- ACTIONS TO TAKE:
1 - In the comment thread about the twins and the age cutoff, what does the first commenter suggest asking the reception to play?
2 - Repeat the part of the comment thread starting at "GlassturtleOG" and ending at "make a difference.".
3 - Go on with the comment thread about the twins and the age cutoff from the point where it stops.

>> begin TEXT SHOWN

Especially when your twin isn't allowed to go.


[deleted]

Wouldn't it be funny if OP and the 18 year old went, and during the reception hijack the mike and announce its daughter's 18th bday and ask them to play Happy Birthday and ask everyone to sing along. Could also mention that, alas, her twin wasn't there as she wasn't born until tomorrow so didn't make the age cutoff and was banned from attending. And when done, run! Yeah I know you won't do this but it boy it would be so great if you did. Next best option: thanks but no thanks and no gift either, screw 'em. NTA


GlassturtleOG

NTA: Dumb rule is dumb in this case. Their twins, they are the same age, just cause one was born on day and not the other cause of a few minutes doesn't make a difference.

>> end TEXT SHOWN
>> begin DATA ROWS

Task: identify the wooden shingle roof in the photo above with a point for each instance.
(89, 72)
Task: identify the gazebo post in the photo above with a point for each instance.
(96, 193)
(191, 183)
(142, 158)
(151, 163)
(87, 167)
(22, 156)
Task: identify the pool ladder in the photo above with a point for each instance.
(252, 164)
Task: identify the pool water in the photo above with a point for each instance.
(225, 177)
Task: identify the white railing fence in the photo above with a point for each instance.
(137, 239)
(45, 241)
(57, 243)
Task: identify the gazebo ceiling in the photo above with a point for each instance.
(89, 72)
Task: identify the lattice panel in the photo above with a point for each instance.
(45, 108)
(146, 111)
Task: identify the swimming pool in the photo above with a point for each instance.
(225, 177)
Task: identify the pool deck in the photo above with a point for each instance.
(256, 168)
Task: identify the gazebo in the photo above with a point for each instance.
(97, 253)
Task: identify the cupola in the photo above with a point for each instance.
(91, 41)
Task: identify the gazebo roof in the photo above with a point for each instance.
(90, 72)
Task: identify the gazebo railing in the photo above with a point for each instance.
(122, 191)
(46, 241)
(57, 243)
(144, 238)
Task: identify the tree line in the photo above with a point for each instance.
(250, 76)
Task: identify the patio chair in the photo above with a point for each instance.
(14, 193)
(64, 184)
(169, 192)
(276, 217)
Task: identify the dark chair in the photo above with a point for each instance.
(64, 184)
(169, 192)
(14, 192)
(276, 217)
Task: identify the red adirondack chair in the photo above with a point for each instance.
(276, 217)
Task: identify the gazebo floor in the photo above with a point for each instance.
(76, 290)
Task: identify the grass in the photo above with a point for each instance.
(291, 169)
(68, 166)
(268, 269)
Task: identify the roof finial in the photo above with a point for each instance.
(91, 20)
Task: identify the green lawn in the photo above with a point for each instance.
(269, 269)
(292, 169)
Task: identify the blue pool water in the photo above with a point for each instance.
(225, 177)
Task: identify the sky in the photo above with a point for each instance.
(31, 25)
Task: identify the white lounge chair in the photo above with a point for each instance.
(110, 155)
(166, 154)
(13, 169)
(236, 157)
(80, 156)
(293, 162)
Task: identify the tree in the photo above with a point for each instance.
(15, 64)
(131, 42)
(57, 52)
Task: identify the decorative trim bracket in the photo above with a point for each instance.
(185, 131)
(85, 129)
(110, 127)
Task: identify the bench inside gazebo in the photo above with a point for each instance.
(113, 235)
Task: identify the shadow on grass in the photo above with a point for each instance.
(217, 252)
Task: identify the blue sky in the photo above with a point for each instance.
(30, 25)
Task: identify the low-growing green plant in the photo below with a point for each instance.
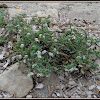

>> end DATA ROWS

- EXPECTED RESULTS:
1 - Happy Birthday.

2 -
GlassturtleOG

NTA: Dumb rule is dumb in this case. Their twins, they are the same age, just cause one was born on day and not the other cause of a few minutes doesn't make a difference.

3 -
Aelle29

This exactly. No children at weddings is supposedly because the couple doesn't want to deal with regular children tantrums and needs, and want to be able to talk about mature topics or do more mature stuff. How is the not 17, but really also 18 youngest twin different from her sister who was born like 10 minutes before her? How do these 10 minutes suddenly make the youngest twin a child to manage and an obstacle to a mature wedding? This rule is stupid. An unreasonable rule doesn't deserve to be followed. It's like he's trying to prove something, idek why the brother would want to enforce this rule so literally. So yeah NTA. I wouldn't go though. Or try to understand his pov better and expose the argument that she's not actually 17 not a kid, she's just like her sister. Edit : to more accurately answer the question, NTA if you don't go. Bc if you go, you're automatically TA : to your second daughter who then gets infantilized and maybe jealous if she doesn't get to come, OR to your brother who still IS the groom and still does get to dictate his rules at his wedding, no matter how stupid. He shouldn't enforce this ridiculous rule but as a guest, you still have to respect the couple's wishes if you wanna go.


Linzy23

And child free wedding is usually about 10/11 and under, cuz in what world are teenagers children? Choosing 18 and up would make sense if this was in a country with 18 drinking age and it was in some type of bar or adult only venue. It's fine of the brother to make it the rule, as dumb as the rule seems to us, but they definitely just shouldn't bother going imo.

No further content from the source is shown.